=== YOUR GOAL ===
Once you reach the line containing "point: tree trunk" in the entries below, write out that line and each one after it down to the line containing "point: white cloud", exactly and with nothing added.

'''

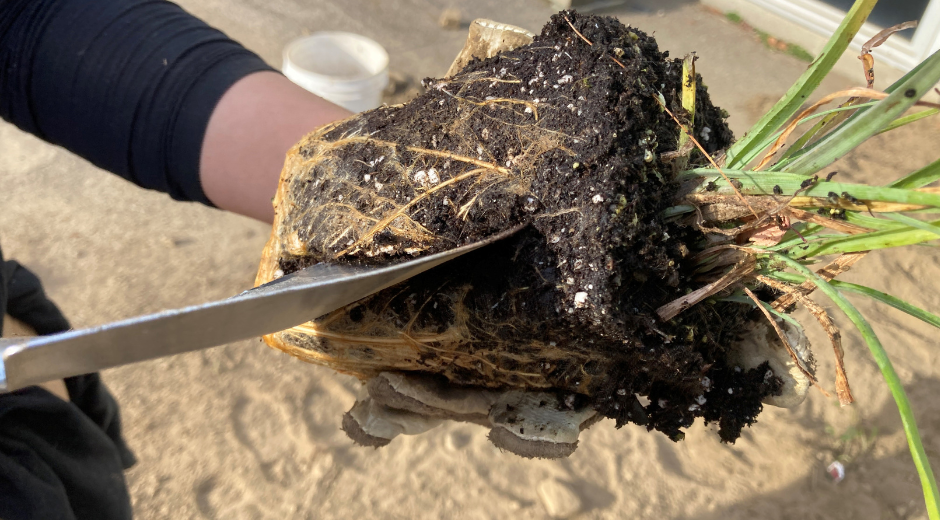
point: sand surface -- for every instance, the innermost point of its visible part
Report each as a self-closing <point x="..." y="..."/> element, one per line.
<point x="244" y="432"/>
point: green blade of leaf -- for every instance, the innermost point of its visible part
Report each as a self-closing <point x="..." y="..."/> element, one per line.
<point x="910" y="118"/>
<point x="805" y="85"/>
<point x="921" y="462"/>
<point x="913" y="222"/>
<point x="757" y="150"/>
<point x="762" y="183"/>
<point x="863" y="242"/>
<point x="893" y="301"/>
<point x="897" y="303"/>
<point x="865" y="124"/>
<point x="919" y="178"/>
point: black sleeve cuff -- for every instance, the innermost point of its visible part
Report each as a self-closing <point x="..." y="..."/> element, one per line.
<point x="127" y="84"/>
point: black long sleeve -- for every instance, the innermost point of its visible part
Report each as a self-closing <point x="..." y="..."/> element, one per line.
<point x="127" y="84"/>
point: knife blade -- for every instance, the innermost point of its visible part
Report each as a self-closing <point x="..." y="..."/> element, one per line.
<point x="286" y="302"/>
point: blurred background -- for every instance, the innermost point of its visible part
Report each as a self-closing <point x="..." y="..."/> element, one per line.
<point x="244" y="432"/>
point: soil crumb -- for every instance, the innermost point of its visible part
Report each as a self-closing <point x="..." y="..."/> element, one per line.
<point x="564" y="135"/>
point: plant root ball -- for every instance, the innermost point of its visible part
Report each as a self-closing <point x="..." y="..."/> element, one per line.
<point x="562" y="136"/>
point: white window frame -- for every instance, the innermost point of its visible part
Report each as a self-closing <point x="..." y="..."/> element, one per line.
<point x="897" y="52"/>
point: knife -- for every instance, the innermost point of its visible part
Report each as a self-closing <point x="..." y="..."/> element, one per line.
<point x="286" y="302"/>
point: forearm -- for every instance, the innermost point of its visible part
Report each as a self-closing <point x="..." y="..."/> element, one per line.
<point x="251" y="129"/>
<point x="131" y="85"/>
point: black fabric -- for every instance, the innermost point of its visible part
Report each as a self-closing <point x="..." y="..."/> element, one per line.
<point x="127" y="84"/>
<point x="58" y="459"/>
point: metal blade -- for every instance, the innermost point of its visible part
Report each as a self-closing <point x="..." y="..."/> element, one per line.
<point x="284" y="303"/>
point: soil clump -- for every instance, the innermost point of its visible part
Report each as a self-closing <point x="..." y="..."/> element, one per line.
<point x="565" y="135"/>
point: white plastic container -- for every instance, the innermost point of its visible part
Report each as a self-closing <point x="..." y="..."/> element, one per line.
<point x="347" y="69"/>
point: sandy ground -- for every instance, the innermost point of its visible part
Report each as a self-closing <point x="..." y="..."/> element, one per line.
<point x="243" y="432"/>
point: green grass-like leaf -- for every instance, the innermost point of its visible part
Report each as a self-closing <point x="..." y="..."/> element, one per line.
<point x="921" y="462"/>
<point x="865" y="124"/>
<point x="800" y="91"/>
<point x="919" y="178"/>
<point x="834" y="244"/>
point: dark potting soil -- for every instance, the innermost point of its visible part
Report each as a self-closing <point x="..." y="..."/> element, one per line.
<point x="565" y="136"/>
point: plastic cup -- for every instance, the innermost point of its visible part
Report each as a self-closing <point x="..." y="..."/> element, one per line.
<point x="347" y="69"/>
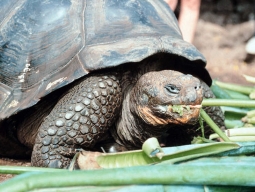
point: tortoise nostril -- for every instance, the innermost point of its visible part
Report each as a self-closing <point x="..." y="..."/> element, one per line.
<point x="197" y="87"/>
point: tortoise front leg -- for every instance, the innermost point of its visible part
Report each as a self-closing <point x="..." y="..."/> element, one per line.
<point x="79" y="120"/>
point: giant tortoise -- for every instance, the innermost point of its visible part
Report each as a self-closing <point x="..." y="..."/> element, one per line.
<point x="89" y="74"/>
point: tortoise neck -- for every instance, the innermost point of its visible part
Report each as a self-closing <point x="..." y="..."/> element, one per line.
<point x="130" y="130"/>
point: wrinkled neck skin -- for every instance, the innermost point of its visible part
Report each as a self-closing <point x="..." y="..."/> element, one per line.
<point x="130" y="130"/>
<point x="137" y="122"/>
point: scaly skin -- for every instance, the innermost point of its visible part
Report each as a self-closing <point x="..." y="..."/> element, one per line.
<point x="79" y="120"/>
<point x="85" y="115"/>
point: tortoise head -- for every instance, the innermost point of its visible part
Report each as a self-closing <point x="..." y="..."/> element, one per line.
<point x="167" y="97"/>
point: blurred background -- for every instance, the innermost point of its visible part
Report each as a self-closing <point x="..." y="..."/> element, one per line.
<point x="223" y="29"/>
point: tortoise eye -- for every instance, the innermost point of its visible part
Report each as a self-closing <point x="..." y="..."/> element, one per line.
<point x="172" y="89"/>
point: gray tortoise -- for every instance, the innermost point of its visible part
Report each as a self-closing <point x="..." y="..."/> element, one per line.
<point x="92" y="74"/>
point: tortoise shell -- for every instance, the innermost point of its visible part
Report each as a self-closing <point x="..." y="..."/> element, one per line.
<point x="47" y="44"/>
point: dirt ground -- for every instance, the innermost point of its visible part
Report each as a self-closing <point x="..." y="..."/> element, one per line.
<point x="222" y="32"/>
<point x="223" y="29"/>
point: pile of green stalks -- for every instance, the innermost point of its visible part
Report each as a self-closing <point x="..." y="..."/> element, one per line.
<point x="208" y="166"/>
<point x="237" y="103"/>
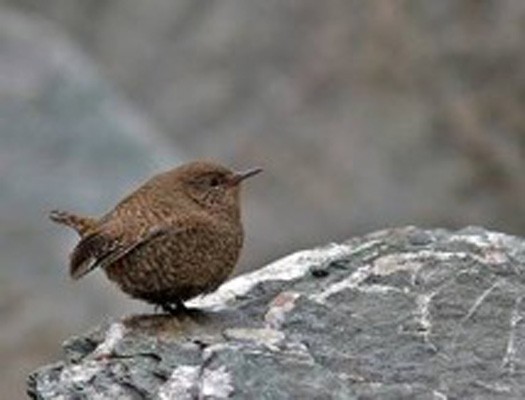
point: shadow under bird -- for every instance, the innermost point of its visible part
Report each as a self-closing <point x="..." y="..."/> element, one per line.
<point x="177" y="236"/>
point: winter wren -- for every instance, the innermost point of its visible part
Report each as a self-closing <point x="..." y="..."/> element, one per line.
<point x="177" y="236"/>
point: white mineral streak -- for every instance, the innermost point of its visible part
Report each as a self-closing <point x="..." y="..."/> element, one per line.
<point x="384" y="266"/>
<point x="278" y="308"/>
<point x="114" y="334"/>
<point x="182" y="384"/>
<point x="189" y="382"/>
<point x="267" y="337"/>
<point x="80" y="373"/>
<point x="510" y="352"/>
<point x="439" y="395"/>
<point x="288" y="268"/>
<point x="492" y="244"/>
<point x="216" y="384"/>
<point x="350" y="282"/>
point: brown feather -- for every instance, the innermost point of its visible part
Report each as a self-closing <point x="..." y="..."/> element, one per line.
<point x="79" y="223"/>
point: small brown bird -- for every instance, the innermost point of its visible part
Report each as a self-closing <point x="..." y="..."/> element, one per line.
<point x="177" y="236"/>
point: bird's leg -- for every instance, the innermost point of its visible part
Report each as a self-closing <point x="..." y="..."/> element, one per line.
<point x="169" y="309"/>
<point x="175" y="308"/>
<point x="181" y="307"/>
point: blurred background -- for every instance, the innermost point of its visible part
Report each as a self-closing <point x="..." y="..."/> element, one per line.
<point x="364" y="114"/>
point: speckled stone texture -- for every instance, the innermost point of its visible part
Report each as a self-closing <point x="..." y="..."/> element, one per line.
<point x="399" y="314"/>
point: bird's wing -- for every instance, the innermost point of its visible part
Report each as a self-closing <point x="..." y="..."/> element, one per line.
<point x="101" y="249"/>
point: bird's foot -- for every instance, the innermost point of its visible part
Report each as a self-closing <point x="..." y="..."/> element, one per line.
<point x="176" y="308"/>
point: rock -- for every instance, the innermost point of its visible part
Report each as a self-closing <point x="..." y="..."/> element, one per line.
<point x="68" y="140"/>
<point x="401" y="313"/>
<point x="404" y="110"/>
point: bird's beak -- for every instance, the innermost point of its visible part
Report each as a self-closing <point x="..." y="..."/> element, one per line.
<point x="238" y="177"/>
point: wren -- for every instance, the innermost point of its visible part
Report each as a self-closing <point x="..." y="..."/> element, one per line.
<point x="177" y="236"/>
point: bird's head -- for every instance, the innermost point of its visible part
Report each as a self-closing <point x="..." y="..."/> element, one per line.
<point x="213" y="186"/>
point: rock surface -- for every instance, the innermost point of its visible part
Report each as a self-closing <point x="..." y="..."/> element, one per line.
<point x="401" y="313"/>
<point x="68" y="140"/>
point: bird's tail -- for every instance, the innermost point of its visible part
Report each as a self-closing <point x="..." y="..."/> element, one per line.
<point x="83" y="225"/>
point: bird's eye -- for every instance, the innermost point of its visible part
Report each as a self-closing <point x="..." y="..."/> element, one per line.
<point x="214" y="181"/>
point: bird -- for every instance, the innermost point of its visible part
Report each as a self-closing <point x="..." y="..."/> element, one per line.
<point x="177" y="236"/>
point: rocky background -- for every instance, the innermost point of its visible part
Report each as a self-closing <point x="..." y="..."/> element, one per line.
<point x="364" y="115"/>
<point x="399" y="314"/>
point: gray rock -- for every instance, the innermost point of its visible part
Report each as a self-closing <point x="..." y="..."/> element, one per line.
<point x="67" y="141"/>
<point x="401" y="313"/>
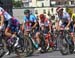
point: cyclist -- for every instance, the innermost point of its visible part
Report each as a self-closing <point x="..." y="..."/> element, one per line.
<point x="30" y="23"/>
<point x="63" y="18"/>
<point x="43" y="21"/>
<point x="72" y="28"/>
<point x="45" y="26"/>
<point x="11" y="32"/>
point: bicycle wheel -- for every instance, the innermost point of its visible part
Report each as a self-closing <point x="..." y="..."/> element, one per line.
<point x="64" y="46"/>
<point x="28" y="46"/>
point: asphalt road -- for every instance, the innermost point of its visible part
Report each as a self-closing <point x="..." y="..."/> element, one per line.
<point x="55" y="54"/>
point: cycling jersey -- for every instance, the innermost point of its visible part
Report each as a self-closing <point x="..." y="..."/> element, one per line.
<point x="7" y="16"/>
<point x="63" y="19"/>
<point x="45" y="23"/>
<point x="29" y="21"/>
<point x="13" y="25"/>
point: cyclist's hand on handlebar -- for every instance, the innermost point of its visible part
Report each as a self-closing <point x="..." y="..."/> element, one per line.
<point x="66" y="28"/>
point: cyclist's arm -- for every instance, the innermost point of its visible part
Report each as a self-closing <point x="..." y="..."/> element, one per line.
<point x="69" y="20"/>
<point x="35" y="21"/>
<point x="34" y="25"/>
<point x="2" y="20"/>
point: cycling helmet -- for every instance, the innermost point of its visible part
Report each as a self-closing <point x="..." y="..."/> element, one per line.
<point x="42" y="16"/>
<point x="73" y="16"/>
<point x="58" y="9"/>
<point x="26" y="11"/>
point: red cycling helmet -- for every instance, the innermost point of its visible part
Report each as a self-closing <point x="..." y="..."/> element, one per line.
<point x="58" y="9"/>
<point x="42" y="16"/>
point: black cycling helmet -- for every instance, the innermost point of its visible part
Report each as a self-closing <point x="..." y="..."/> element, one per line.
<point x="26" y="11"/>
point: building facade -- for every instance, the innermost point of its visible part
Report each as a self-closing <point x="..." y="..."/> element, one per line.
<point x="36" y="3"/>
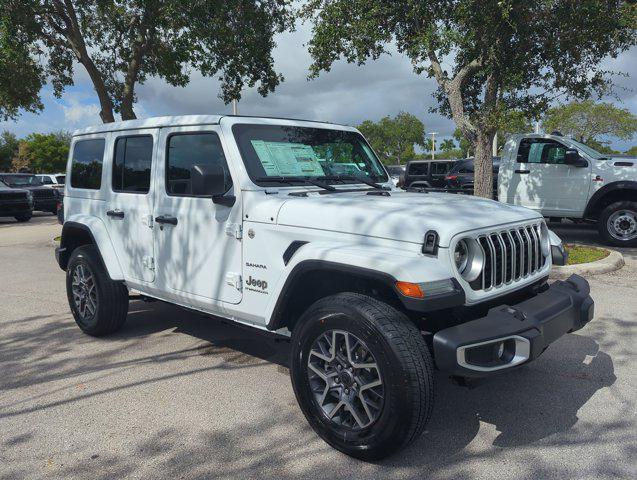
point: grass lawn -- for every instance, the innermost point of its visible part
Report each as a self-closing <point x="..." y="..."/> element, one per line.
<point x="581" y="254"/>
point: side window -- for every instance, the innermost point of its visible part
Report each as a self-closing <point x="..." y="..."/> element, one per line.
<point x="86" y="164"/>
<point x="186" y="150"/>
<point x="539" y="150"/>
<point x="131" y="164"/>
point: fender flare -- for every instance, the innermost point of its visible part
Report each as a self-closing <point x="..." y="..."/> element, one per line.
<point x="96" y="229"/>
<point x="602" y="192"/>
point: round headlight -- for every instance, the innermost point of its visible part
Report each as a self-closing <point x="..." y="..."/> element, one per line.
<point x="461" y="255"/>
<point x="469" y="258"/>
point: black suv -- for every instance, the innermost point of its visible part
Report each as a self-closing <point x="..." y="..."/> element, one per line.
<point x="44" y="198"/>
<point x="427" y="173"/>
<point x="461" y="174"/>
<point x="17" y="203"/>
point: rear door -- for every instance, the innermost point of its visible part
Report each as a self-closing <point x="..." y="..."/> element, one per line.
<point x="197" y="241"/>
<point x="130" y="205"/>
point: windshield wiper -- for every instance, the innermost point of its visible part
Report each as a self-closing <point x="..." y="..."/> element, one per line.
<point x="291" y="180"/>
<point x="356" y="178"/>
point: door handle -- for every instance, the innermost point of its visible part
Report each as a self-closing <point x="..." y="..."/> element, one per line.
<point x="165" y="219"/>
<point x="115" y="213"/>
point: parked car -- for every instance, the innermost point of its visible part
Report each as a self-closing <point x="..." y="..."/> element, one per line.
<point x="427" y="173"/>
<point x="54" y="180"/>
<point x="461" y="174"/>
<point x="562" y="178"/>
<point x="14" y="202"/>
<point x="237" y="217"/>
<point x="44" y="197"/>
<point x="397" y="174"/>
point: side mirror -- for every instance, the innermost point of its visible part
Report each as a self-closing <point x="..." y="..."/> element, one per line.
<point x="572" y="157"/>
<point x="210" y="181"/>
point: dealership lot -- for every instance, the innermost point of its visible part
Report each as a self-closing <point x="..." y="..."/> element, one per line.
<point x="179" y="395"/>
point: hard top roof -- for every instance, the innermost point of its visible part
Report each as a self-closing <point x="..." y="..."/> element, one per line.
<point x="188" y="120"/>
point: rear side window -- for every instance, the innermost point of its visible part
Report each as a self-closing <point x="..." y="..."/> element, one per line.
<point x="189" y="149"/>
<point x="418" y="168"/>
<point x="86" y="164"/>
<point x="540" y="150"/>
<point x="131" y="164"/>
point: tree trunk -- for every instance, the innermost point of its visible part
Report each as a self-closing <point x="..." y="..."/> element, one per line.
<point x="483" y="166"/>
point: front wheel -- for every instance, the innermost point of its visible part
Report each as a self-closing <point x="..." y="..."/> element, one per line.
<point x="362" y="374"/>
<point x="618" y="224"/>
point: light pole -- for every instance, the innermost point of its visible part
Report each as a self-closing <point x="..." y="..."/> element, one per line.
<point x="433" y="144"/>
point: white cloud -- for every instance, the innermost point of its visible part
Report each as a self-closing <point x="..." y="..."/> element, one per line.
<point x="76" y="112"/>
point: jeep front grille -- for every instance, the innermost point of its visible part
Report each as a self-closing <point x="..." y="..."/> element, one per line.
<point x="509" y="255"/>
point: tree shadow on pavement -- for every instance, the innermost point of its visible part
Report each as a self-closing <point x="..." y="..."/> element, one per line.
<point x="536" y="404"/>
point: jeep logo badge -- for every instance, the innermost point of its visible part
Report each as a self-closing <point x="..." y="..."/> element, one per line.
<point x="251" y="282"/>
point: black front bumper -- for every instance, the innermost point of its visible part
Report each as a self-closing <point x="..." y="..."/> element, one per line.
<point x="515" y="334"/>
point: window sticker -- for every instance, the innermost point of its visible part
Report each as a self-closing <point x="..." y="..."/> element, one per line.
<point x="287" y="159"/>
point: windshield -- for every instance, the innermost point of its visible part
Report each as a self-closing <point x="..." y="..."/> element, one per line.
<point x="318" y="153"/>
<point x="594" y="154"/>
<point x="21" y="180"/>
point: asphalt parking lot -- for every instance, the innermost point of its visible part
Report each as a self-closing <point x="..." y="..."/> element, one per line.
<point x="179" y="395"/>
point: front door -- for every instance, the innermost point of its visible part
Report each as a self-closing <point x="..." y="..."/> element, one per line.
<point x="197" y="242"/>
<point x="545" y="183"/>
<point x="128" y="213"/>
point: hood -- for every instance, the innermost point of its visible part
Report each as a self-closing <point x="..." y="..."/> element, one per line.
<point x="402" y="216"/>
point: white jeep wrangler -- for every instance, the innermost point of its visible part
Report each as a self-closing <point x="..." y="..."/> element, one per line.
<point x="294" y="227"/>
<point x="560" y="177"/>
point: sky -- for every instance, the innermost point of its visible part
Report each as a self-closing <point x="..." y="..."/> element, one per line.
<point x="348" y="94"/>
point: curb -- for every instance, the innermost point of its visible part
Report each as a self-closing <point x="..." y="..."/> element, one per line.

'''

=== YOUR RESPONSE ===
point: tree trunk -- for every instance, the innermost point of its visible part
Report each as a self-closing <point x="..." y="..."/> element, one per line.
<point x="483" y="166"/>
point: front wheel -- for every instance, the innermost point of its visible part
Report each as a self-closing <point x="..." y="..."/> element, one per line.
<point x="362" y="374"/>
<point x="618" y="224"/>
point: light pole -- for every instance, the innermost point of its visible part
Report each as a self-closing <point x="..." y="..."/> element, one per line.
<point x="433" y="144"/>
point: white cloud -- for every instance, the innermost point of its visible part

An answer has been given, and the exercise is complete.